=== Reading text ===
* * * *

The walking sticks Dr. June Fisher uses buffer her struggles with severe arthritis. And they might just give her an inside edge on the usefulness of products for older adults and those with disabilities.
One of those retired but busy people, she spends a lot of time mentoring design students and professionals. And she is determined to imprint her mantra, “Design with us, not for us.”
“Products need to reflect the needs of people they’re designed for,” Fisher said. “While I appreciate the technical skills of design students and professionals, I don’t want a 23-year-old telling me what I need. It has to be a mutual relationship where elders set the agenda and participate in the development of those products.”
Designing winners
For the past four years, Fisher has mentored teams in the advanced product design course at San Francisco State University taught by professor Ricardo Gomes. In 2016, her team won first prize in The Stanford Center on Longevity International Design Challenge, a global competition that encourages students to develop products and services to improve well-being across the lifespan. This year, her team won third place.
It was a missed chance on cheap heirloom tomatoes that led to the creation of SFSU’s 2016 challenge winner.
“A friend called and said they were selling heirloom tomatoes at the Ferry Plaza Farmer’s Market for two dollars a pound. I got up, got dressed, and then realized that even if they were still available, I couldn’t carry them home. I don’t like to admit it, but I was overcome with despair.”
She shared her dilemma with Gomes, who assigned it as a class project. The results was “City Cart,” a combination walker and shopping basket with brakes, allowing those with mobility issues to walk, shop and return home without assistance.
Farmer’s market dilemma
“I spent a lot of time with June, going to the farmers’ market, talking with her, walking around with her,” said team Captain Brandon Lopez. “She told me she needed something more robust and stable to carry groceries than one of those pull-behind trolleys, and she needed some place to park her walker when she shopped.”
The team developed “tons and tons of prototypes and shared them all with her,” he said. “Partnering with Fisher was tremendous. Otherwise we would just be designing for ourselves.”
This year, Fisher helped another student fine-tune her project after it was named a finalist in the competition. “Grow and Gather” is a movable cart that incorporates support for walking and sitting, with storage for tools and produce.

* * * *

=== Tasks and exercises ===
#1 In the article on June Fisher's design mentoring, what did her team win in 2016?
#2 Please carry on the article on June Fisher's design mentoring from the point where it stops.

=== Excerpted data ===
* * * *

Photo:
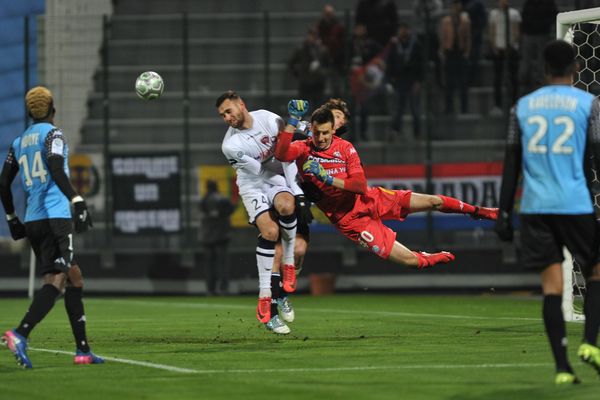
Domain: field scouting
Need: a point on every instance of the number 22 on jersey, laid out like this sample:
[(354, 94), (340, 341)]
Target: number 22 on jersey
[(37, 169), (558, 147)]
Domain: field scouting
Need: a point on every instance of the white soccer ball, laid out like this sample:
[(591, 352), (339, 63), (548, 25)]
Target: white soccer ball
[(149, 85)]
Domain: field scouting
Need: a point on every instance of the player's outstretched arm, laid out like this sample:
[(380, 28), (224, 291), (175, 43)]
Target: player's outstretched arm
[(284, 150), (81, 217), (510, 178)]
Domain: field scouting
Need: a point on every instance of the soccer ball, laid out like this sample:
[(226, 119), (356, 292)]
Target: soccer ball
[(149, 85)]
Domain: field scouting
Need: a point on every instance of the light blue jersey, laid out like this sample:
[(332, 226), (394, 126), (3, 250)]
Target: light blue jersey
[(553, 122), (31, 149)]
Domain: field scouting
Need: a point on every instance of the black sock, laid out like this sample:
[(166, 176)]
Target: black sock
[(276, 288), (591, 309), (42, 303), (555, 330), (74, 307), (275, 292)]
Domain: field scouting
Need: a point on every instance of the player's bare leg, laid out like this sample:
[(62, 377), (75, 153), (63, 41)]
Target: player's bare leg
[(417, 259), (285, 205), (425, 202)]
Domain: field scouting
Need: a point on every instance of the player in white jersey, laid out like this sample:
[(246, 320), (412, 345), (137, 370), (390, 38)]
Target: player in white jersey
[(265, 184)]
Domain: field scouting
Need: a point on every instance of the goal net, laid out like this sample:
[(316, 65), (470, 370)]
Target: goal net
[(582, 29)]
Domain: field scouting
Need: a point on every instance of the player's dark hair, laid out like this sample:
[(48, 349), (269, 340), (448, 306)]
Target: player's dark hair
[(559, 58), (228, 95), (338, 104), (322, 115)]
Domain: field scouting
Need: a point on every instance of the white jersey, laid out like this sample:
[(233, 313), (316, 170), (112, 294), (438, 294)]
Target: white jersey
[(251, 153)]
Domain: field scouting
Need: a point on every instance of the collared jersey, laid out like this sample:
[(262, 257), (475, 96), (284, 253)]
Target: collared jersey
[(31, 151), (251, 153), (552, 126), (340, 160)]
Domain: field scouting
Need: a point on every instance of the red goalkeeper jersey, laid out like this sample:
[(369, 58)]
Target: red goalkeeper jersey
[(340, 160)]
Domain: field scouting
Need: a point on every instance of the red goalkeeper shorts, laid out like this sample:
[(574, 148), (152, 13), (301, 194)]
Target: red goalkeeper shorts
[(363, 225)]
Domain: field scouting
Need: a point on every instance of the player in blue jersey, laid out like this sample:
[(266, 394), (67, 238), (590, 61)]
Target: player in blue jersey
[(552, 133), (41, 155)]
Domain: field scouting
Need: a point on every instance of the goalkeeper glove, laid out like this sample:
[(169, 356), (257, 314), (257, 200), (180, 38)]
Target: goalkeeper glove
[(296, 109), (17, 229), (81, 217), (313, 167), (503, 227), (303, 212), (427, 260)]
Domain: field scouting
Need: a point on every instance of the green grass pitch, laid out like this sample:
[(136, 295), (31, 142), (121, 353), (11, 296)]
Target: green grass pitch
[(346, 346)]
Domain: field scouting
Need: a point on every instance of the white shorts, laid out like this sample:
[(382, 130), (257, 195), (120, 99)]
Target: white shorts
[(259, 201)]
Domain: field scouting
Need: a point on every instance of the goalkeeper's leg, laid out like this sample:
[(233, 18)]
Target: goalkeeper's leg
[(424, 202)]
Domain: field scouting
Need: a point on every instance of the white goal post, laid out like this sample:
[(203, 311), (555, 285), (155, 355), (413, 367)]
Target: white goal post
[(565, 20), (586, 40)]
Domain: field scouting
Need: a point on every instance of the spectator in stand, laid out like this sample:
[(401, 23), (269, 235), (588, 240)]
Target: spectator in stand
[(309, 65), (405, 72), (539, 18), (367, 75), (331, 32), (501, 50), (478, 17), (427, 15), (380, 17), (455, 40), (215, 234)]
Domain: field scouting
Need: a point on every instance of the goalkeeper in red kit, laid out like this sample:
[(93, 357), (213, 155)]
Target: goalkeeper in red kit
[(330, 167)]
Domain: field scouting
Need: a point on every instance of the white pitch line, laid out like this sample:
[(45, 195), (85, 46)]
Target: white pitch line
[(322, 310), (126, 361), (295, 370)]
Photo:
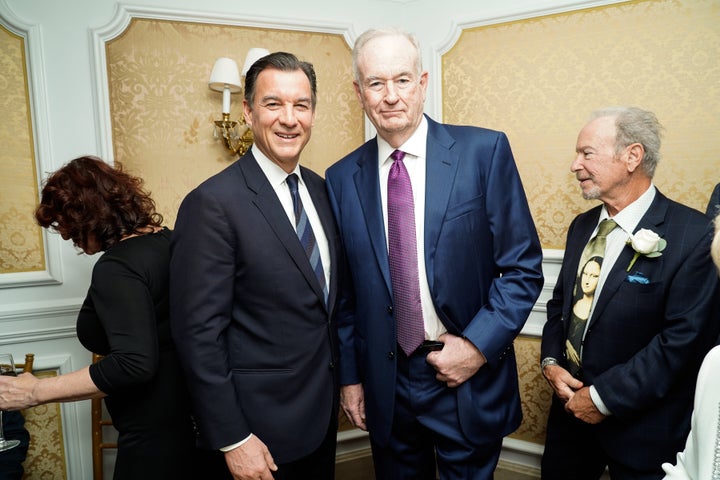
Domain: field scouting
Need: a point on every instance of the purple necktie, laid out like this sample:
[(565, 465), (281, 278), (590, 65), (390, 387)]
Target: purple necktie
[(402, 253)]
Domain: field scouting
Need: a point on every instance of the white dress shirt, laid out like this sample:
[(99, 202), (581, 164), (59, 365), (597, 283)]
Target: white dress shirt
[(627, 220), (415, 159)]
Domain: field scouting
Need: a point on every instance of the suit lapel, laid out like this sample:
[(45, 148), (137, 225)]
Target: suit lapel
[(368, 187), (269, 205), (652, 220), (441, 167)]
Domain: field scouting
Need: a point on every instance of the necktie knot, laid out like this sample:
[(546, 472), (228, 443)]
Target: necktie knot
[(292, 182), (397, 155), (605, 227)]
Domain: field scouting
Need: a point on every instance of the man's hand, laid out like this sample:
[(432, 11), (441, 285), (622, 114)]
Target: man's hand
[(251, 461), (17, 393), (352, 400), (457, 361), (582, 407), (564, 384)]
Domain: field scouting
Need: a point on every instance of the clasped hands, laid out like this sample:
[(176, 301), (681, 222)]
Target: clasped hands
[(455, 364), (573, 393)]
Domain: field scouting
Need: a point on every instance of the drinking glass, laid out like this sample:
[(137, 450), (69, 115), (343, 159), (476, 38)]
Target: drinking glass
[(7, 367)]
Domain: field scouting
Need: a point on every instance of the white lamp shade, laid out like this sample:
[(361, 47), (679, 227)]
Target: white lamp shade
[(253, 56), (225, 74)]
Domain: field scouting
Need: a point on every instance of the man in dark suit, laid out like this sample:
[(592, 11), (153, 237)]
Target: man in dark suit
[(251, 310), (655, 313), (474, 266)]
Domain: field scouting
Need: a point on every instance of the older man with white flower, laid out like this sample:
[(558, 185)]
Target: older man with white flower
[(624, 403)]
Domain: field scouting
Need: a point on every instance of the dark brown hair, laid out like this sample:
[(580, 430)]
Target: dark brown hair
[(87, 198), (283, 61)]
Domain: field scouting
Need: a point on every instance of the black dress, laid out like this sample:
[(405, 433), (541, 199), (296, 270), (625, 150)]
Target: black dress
[(125, 317)]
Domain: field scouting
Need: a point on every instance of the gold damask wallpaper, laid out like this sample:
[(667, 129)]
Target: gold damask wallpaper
[(46, 455), (535, 393), (162, 110), (21, 247), (539, 79)]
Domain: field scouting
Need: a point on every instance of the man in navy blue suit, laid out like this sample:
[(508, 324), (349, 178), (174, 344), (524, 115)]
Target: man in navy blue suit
[(251, 311), (655, 313), (476, 275)]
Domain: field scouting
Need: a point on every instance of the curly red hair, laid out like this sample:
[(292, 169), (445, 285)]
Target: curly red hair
[(89, 200)]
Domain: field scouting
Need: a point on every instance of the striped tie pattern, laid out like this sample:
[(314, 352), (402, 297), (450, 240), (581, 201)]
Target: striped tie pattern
[(305, 233)]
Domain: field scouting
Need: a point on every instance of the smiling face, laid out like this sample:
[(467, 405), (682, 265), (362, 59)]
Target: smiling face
[(590, 277), (601, 171), (390, 88), (282, 115)]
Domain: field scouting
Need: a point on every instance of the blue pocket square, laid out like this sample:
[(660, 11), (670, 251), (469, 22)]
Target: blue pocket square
[(638, 277)]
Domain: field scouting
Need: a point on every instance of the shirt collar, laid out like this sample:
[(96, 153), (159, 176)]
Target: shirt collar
[(629, 217), (416, 145), (275, 175)]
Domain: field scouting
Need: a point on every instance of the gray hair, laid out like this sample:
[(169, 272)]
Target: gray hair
[(635, 125), (374, 33)]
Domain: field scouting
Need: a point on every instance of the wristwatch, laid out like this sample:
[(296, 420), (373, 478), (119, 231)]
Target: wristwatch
[(547, 362)]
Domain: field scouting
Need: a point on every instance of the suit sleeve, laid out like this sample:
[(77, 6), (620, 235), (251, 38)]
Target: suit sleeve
[(689, 321), (345, 315), (202, 271), (516, 256)]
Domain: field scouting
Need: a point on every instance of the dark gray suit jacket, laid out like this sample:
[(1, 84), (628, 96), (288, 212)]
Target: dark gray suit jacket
[(645, 341)]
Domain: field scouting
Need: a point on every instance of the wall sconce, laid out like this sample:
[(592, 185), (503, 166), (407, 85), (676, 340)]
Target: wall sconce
[(236, 136)]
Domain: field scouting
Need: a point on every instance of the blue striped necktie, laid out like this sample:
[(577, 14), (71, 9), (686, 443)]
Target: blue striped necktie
[(305, 233)]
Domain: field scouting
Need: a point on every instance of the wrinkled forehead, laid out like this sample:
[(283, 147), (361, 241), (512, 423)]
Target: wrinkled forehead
[(387, 57)]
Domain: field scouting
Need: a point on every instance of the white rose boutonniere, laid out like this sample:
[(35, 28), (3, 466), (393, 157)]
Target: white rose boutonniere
[(646, 242)]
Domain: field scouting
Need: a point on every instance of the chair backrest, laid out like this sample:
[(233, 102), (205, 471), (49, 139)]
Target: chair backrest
[(98, 422)]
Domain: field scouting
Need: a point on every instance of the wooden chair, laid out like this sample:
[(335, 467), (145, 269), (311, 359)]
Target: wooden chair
[(98, 423)]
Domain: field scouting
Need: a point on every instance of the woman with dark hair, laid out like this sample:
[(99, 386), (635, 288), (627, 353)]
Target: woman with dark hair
[(125, 318)]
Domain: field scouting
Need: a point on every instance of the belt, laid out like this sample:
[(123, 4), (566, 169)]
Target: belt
[(429, 346)]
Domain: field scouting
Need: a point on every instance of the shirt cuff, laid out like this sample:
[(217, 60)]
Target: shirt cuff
[(599, 404), (235, 445)]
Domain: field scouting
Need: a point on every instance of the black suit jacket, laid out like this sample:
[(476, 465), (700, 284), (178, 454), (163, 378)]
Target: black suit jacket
[(645, 341), (248, 316)]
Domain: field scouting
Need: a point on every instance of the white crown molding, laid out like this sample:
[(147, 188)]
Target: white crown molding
[(37, 96), (125, 13), (456, 29)]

* * * *

=== Results by task ===
#1 First prize in The Stanford Center on Longevity International Design Challenge.

#2
“We – Dr. Gomes, Dr. Fisher, and I – met every Friday at Dr. Fisher’s house to discuss the project,” said student developer Seira Yasumatsu. “Dr. Fisher has a beautiful garden, which she has trouble weeding. I shared all the prototypes I made – maybe 20 or 25 little ones, and then six or seven full-sized ones. Dr. Fisher’s approach, ‘design with us, not for us’, is part of me now.”
A new career
It was a crisis in the early days of the AIDS epidemic that turned Fisher to product design. As director of occupational health at San Francisco General Hospital, she knew healthcare workers were worried about contagion through needle sticks. She wanted to do something to alleviate their fears.
She didn’t find a specific solution, but found a new career.
She began attending classes in the Product Design program at the Stanford, where she had attended medical school. Eventually, she was appointed to a lectureship there, which lasted 10 years. She has mentored design students at the University of California-Berkeley and the California College of Arts, as well as those at San Francisco State.
She is also involved with Aging2.0, an interdisciplinary and intergenerational, global community driving collaboration around challenges and opportunities around aging. She said she’s their CEO, or Chief Elder Officer, someone who ensures that products are designed in collaboration with the people who would use them.
Fisher hopes to get more seniors involved in product design.
“I don’t want to be the only old person working with these young designers. We need a multi-generational design class with a cadre of elders who have the ability to set the agenda and participate in the development of products.”